> TEXTE PRÉSENTÉ
Sensationnelle batterie humaine, Merril Garbus nous parle de son détonant troisième album, Nikki Nack. Une pop sur ressort, bigarrée et insaisissable.


En voilà un étrange Zébulon. La californienne d’adoption Merril Garbus est devenue en l’espace de trois ans l’une des emblématiques forces vive de la pop DIY (abréviation de « do it yourself »). Après quelques cassettes confectionnées artisanalement avec son complice et bassiste Nate Branner sous le nom de code tUnE-yArDs, le label 4AD la prend sous son aile et révèle au grand public son univers bariolé. En 2011, son second album WHOKILL provoque une sacrée secousse dans le paysage musicale, en dessinant les nouvelles lignes d’une pop hybride, hautement percussive où s’entrechoquent folk, rock, Afro beat, R&B, punk et funk. Entretemps, signalons que Merril Garbus a produit aussi l’excellent album de Thao & Mirah, lui ouvrant une prometteuse carrière de « productrice », terme peu habituel dans ce milieu très masculin, et qu’elle revendique fièrement.

> DONNÉES FOURNIES

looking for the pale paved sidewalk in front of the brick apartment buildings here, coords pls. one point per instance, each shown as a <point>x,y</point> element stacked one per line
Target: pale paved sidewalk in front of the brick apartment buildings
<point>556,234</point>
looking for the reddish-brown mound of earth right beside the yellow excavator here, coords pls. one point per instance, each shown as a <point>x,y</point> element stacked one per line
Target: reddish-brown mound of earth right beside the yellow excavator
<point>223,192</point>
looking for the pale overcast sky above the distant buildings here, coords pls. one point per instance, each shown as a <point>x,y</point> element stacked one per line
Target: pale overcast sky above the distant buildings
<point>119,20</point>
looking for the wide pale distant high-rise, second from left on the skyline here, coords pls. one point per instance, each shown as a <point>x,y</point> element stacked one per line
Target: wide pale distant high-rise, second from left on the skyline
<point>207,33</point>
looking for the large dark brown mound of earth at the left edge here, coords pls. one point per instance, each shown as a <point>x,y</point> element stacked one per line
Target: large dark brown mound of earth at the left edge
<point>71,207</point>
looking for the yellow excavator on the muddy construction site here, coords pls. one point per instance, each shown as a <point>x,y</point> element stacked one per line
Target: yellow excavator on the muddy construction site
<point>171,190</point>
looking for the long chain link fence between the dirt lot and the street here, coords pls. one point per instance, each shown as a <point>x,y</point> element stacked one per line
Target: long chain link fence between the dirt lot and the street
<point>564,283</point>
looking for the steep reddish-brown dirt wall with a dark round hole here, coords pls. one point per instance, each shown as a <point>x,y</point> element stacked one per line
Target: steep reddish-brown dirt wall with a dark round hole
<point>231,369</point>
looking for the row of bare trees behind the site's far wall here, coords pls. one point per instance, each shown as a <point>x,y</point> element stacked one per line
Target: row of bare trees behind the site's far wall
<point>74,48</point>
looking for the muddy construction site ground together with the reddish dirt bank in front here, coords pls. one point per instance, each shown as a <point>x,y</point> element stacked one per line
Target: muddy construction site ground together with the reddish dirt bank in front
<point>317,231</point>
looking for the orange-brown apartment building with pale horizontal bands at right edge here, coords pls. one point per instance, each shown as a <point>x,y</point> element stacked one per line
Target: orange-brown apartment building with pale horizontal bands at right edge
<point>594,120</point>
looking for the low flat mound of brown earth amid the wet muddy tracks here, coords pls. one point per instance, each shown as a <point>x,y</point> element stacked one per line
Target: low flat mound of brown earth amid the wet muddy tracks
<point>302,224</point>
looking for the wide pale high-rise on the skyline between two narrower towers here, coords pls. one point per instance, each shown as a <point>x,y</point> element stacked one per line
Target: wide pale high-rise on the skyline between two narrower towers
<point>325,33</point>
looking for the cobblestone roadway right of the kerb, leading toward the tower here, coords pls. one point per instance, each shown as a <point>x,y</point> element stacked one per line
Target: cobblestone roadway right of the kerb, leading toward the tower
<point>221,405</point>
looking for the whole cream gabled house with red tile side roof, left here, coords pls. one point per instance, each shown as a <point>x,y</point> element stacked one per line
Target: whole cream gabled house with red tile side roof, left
...
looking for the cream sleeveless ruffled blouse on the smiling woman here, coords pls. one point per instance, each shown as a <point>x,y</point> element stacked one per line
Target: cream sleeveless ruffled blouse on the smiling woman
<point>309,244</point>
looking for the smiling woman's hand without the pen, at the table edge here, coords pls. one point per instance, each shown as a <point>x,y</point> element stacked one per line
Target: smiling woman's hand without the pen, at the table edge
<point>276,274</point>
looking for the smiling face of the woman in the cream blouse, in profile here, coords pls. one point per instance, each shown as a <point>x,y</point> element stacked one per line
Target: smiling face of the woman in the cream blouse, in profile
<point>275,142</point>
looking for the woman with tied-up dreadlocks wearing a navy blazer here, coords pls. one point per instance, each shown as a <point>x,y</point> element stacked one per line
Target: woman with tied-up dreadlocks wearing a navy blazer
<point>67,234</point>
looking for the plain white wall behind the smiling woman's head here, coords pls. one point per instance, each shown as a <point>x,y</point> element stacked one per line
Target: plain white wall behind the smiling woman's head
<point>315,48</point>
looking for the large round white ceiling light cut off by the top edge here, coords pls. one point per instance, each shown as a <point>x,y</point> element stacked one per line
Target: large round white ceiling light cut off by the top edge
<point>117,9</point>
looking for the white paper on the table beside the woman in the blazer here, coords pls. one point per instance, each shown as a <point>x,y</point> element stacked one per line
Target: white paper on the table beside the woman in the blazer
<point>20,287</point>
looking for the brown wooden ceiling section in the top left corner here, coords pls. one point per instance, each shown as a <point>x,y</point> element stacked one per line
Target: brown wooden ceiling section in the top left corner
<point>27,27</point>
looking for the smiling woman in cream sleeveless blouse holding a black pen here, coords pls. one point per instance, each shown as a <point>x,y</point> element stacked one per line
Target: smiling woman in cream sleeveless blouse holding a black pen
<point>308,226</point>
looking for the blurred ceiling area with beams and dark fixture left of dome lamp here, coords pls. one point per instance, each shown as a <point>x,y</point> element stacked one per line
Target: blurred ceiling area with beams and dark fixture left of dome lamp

> CONSIGNE
D'après l'article sur Merril Garbus, répondez aux questions suivantes.
(a) Quel est le titre de son troisième album ?
(b) Quel label l'a prise sous son aile ?
(c) De quel album a-t-elle assuré la production ?

> SOLUTION
(a) Nikki Nack
(b) 4AD
(c) L'album de Thao & Mirah